** START OF Text extract **

The Markets' Mini-Meltdown


Dear Readers,
I live with a recovering investment professional.  Days like today remind me why I am glad that he is a retired person.  I am going to expound on the situation, and hope that you don't decide it's boring or too complicated and click away.  I'll add parentheticals and italicizations (have I just coined another word?) and try to make it as plain as I can.  But I was laughing so hard by the close of business today that I just had to share the joy. 
a/b
*****

 Procter and Gamble's stock took a little tumble towards the end of trading today. 


http://finance.yahoo.com/q?s=PG


As the graph so eloquently depicts, something happened at 2:4opm.

There it was, tooling along in the area of $60 a share when suddenly there was a trade at $39.
A trade = a buyer and a seller.

Almost immediately, the entire market followed suit.

http://www.marketwatch.com/story/us-stocks-end-lower-after-nightmarish-day-2010-05-06?dist=afterbell

The lines represent the Dow, the S&P 500, and the NASDAQ Composite indices. 
If you don't know what that means, feel comfortable looking at it and seeing the way business went for the major players in the stock market today.

How can this happen, you ask?  Well, Dear Readers, it's a two part question, even if you didn't know it when you posed it.  And I, Ashleigh Burroughs, am here to present my theories.
As I said, there are two pieces to the inquiry: 
  • Why was there a trade at $39?

** END OF Text extract **
** START OF Data extract **

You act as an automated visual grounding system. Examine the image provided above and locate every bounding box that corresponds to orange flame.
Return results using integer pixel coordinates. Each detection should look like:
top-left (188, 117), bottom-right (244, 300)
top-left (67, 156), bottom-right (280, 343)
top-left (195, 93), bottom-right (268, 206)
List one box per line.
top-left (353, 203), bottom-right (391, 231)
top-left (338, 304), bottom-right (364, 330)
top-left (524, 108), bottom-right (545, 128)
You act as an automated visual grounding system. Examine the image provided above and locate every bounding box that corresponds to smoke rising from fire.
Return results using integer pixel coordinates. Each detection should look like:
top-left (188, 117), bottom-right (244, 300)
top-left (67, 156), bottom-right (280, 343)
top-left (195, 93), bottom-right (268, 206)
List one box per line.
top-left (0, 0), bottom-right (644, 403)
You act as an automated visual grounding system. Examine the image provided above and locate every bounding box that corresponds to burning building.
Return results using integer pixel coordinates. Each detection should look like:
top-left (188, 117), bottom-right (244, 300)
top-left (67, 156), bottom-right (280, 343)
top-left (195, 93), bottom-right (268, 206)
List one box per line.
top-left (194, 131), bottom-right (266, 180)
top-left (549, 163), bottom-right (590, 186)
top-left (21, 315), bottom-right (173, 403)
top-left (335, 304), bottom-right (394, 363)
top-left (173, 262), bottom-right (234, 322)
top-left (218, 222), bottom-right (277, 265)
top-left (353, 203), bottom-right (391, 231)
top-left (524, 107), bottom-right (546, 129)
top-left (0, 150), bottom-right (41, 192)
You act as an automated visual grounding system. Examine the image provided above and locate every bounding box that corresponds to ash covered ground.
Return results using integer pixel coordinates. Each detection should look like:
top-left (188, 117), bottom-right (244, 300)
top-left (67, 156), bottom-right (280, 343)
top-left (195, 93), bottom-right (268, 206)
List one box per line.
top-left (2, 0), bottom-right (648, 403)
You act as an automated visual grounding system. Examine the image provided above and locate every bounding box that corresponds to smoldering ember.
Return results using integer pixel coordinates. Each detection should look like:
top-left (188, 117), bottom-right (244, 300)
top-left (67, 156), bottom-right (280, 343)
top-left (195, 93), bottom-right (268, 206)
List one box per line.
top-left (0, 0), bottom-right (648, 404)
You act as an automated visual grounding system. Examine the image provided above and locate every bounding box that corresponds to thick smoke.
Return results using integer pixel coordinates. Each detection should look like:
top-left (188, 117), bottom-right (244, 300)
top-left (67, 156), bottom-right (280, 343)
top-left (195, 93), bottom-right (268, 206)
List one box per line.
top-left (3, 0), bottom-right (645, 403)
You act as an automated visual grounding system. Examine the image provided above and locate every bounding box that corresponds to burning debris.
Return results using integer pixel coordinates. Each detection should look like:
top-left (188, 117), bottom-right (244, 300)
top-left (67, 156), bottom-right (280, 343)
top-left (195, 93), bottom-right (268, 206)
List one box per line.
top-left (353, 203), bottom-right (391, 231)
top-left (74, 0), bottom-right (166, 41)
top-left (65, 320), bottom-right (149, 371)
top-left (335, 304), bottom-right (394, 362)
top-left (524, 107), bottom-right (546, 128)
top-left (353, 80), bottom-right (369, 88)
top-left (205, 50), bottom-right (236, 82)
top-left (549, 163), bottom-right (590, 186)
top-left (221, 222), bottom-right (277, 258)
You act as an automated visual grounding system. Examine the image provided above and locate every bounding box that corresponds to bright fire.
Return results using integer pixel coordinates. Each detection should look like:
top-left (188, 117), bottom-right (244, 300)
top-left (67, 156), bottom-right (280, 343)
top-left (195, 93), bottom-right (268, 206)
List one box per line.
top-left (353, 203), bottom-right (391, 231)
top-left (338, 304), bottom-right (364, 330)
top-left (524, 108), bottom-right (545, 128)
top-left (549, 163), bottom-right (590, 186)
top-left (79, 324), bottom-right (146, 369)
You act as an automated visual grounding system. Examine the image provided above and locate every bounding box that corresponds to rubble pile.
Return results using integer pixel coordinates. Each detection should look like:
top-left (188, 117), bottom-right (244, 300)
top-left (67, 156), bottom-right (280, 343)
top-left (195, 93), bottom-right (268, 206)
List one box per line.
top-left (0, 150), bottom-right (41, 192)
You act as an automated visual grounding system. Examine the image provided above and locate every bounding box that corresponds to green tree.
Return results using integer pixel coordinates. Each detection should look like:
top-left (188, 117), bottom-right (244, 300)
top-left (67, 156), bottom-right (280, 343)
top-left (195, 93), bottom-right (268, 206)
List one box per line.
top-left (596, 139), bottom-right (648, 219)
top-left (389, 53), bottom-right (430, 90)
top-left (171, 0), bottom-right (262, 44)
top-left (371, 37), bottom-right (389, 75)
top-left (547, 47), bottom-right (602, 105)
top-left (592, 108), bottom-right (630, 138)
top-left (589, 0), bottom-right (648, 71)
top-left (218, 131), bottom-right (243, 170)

** END OF Data extract **

*What the exercise asks*. Carry on the post about the markets' mini-meltdown from the point where it stops. The items are unrelated to the text and stand on their own.

*Output for this exercise*.
  • Why did one trade cause the entire market to fall down the rabbit hole?
The answers have a lot to do with the way stocks are traded these days.  Indulge me, if you will, as we travel down memory lane.  There have always been markets, and until very recently they were human-to-human interactions, kind of like this scene from Trading Places, minus the violence:

An oft-told Wall Street story is that of Gus Levy, Goldman Sach's entire trading department in the 1930's, carrying trade tickets in the inner brim of his hat as he made the rounds of his clients before heading to the floor of the New York Stock Exchange to begin his day.  Teletype machines (ticker tape parades were literally that: the strips of paper recording the day's trades came out of the machines and were tossed on the heads of dignitaries) and telephones added a layer of distance between the trading floor and the brokers and their clients.  Then came the computer, with its massive capabilities and an ability to act on its own.

Well, ok, not really on its own, but let us look back to your second question, grasshopper, and discover why the entire market followed one stock's plunge.  Computing power allows investors to create automated trading strategies based on the performance of the markets over time and historical events and, I don't know, the weather maybe.  There are algorithms which take into account variations in the behaviors of certain stocks, or sectors of the market, or, who knows, the phases of the moon and which are fine tuned to recognize and recalibrate when things change, no matter how minutely. These programs are authorized (here's the "on its own" part) to send trading instructions to the market floor.  

Here's where the fun starts.  Since there was no human being to say "What is going on here?  This isn't right/rational/logical?" when the trade was made, it went through smoothly.  Immediately, the automated programs began to incorporate this precipitous drop into their calculations and presto, change-o, alakazam kazowie, the leading indicators were on their way down, too.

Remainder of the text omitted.